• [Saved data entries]
((
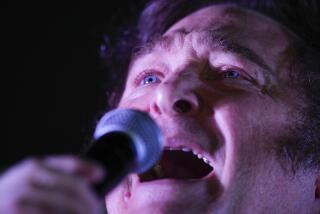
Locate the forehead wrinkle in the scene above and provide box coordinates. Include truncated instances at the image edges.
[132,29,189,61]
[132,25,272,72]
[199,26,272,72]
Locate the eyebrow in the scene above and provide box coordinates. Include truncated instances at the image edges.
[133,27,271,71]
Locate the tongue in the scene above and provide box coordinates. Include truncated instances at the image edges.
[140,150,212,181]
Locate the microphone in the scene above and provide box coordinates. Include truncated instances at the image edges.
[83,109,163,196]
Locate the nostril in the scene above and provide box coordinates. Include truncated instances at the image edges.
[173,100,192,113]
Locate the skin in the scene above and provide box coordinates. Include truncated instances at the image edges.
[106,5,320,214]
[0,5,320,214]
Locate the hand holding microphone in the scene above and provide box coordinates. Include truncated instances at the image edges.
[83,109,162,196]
))
((
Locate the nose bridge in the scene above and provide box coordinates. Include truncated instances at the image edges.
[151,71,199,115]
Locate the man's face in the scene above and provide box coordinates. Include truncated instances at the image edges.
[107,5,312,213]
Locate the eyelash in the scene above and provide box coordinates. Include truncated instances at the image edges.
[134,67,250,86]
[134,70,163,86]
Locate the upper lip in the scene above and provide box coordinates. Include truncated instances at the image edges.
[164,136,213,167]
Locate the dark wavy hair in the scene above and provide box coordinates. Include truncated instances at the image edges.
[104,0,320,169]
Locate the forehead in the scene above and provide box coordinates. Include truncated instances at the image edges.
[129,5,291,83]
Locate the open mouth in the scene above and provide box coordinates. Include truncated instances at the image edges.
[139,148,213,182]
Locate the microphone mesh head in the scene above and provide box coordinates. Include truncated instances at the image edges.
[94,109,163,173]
))
• [Exercise brief]
Rewrite everything in the entries above, from the line containing "Locate the forehead wrinkle" down to the line containing "[83,109,163,196]", as a JSON list of strings with one string per line and blank lines left out. Include both of those lines and nothing else.

• [Result of the task]
[
  "Locate the forehead wrinkle in the scene above and provide box coordinates. Include truncated instances at the image edges.",
  "[132,29,189,61]",
  "[132,25,272,72]",
  "[199,26,272,72]",
  "Locate the eyebrow in the scene above and provide box coordinates. Include truncated instances at the image edges.",
  "[133,27,271,71]",
  "Locate the tongue in the scene above and provide box coordinates. Include truncated instances at the image edges.",
  "[140,150,212,181]",
  "Locate the microphone in the scene above and provide box coordinates. Include truncated instances at the image edges.",
  "[83,109,163,196]"
]